> _PROVIDED PASSAGE_
╭──
The foundation’s biggest annual fundraiser is a golf tournament near home at Timuquana Country Club that brings together PGA Tour Champions pros with athletes and celebrities. The tournament began 13 years ago, and in 2021, Furyk & Friends became an official stop on the PGA Tour Champions schedule. In the last three years alone, the event has raised more than $3.5 million for area charities.

The Jim & Tabitha Furyk Foundation has a significant outreach around two children’s hospitals in Jacksonville; an outreach around food insecurities; and a military outreach, as well. Among its many activities, the foundation operates beneath the Birdies for the Brave umbrella to sponsor Operation Shower, a group baby shower for military mothers-to-be.

The foundation also sponsors Hope for the Holidays, a holiday meal drive. Between Thanksgiving and early December last year, volunteers joined the Furyks to put together more than 6,000 holiday bags that were delivered to families in need.

“What it does is it brings our community together,” Furyk said. “We set up an assembly line, and in the evening, parents are asked to bring their kids out, and you get the whole community together, packing bags. That’s the awareness of our community and some of the issues that we are having.”

The issue of food insecurity, for instance, is one that the foundation has tried to shine a light upon.

“A lot of it is just awareness,” said Furyk, who was the 2014 recipient of the GWAA’s ASAP Sports/Jim Murray Award for his longstanding cooperation with members of the press. “Looking at just our hometown in Jacksonville, and looking at the number of schools, we targeted a lot of schools where the kids are on a free or reduced meal plan. It’s amazing how many schools there are where 90% of the students are on that statewide plan.

“Jacksonville is a big military town, and some of them [schools in high need] are around our military bases, which is disheartening. A lot of us live in a bubble, and don’t really get a chance to see our community and what’s going on in it. It doesn’t matter where you live, you don’t have to go very far and there are folks in those same situations that we can reach out and help. There are a lot of folks, a lot of kids, with food insecurities.”

Furyk started his foundation when he was 40, and by then he had seen, and participated in, many charitable events that his friends on tour were running. He and Tabitha had a good idea of what they wanted to establish and how they could help. For Tabitha, who majored in education at Ohio State and was headed for a career as a teacher when she met Jim one year at the Memorial, running the foundation and helping children is a natural fit.
╰──
> _DATA BLOCK_
╭──
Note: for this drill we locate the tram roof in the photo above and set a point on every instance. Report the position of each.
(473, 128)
╰──
> _EXERCISE 1_
In the passage about the Furyk foundation, why did Jim and Tabitha Furyk already have a good idea of what they wanted to set up and how they could help? Answer in one to three sentences.
> _EXERCISE 2_
Extend the passage about the Jim & Tabitha Furyk Foundation, picking up after its final sentence.
The material isn't needed for anything asked here.

> _EXERCISE ANSWER 1_
By the time Furyk started the foundation at 40, he had seen, and taken part in, many charitable events that his friends on tour were running. That experience gave the couple a clear sense of what they wanted to build and how they could help.

> _EXERCISE ANSWER 2_
“She works so hard at the foundation,” Jim said. “This sort of became her outlet. She’s an inspiration for me.”

Davis Love III, winner of the Bartlett Award in 2019, says the high regard that his peers and younger players hold for Jim Furyk is part of the reason he has been asked to captain the U.S. side in both the Ryder and President Cups.

“He is one of the guys who players respect, that does all the right things,” Love said. “Whether you ask him to be on the board, or be an assistant captain, or help with a kid, or do the interviews, or be kind to volunteers …  he is a guy who always looked ahead towards Arnold Palmer and Jack Nicklaus and Tom Watson and looked to pass it on to the next generation.

“He’s a hard worker. Nobody really grinds it out as much as Jim.”

Past winners of the Charlie Bartlett Award, named for the former Chicago Tribune writer and first secretary of the GWAA, include Billy Casper, Lee Trevino, Gary Player, Arnold Palmer, Patty Berg, Gene Sarazen, Betsy King, Payne Stewart, Tom Watson, Tiger Woods, Jack Nicklaus and Lorena Ochoa.

Others being honored on April 10 by the GWAA: Jon Rahm, Lilia Vu and Steve Stricker, the respective male, female and senior players of the year for 2023; Judy Rankin, an LPGA Hall of Famer who went into television and will receive the PGA of America’s Lifetime Achievement in Journalism Award; and longtime Golf Digest photographer Dom Furore, winner of the PGA’s Lifetime Achievement Award in Photojournalism. The GWAA will also present its Ben Hogan, William D. Richardson and Jim Murray awards that evening.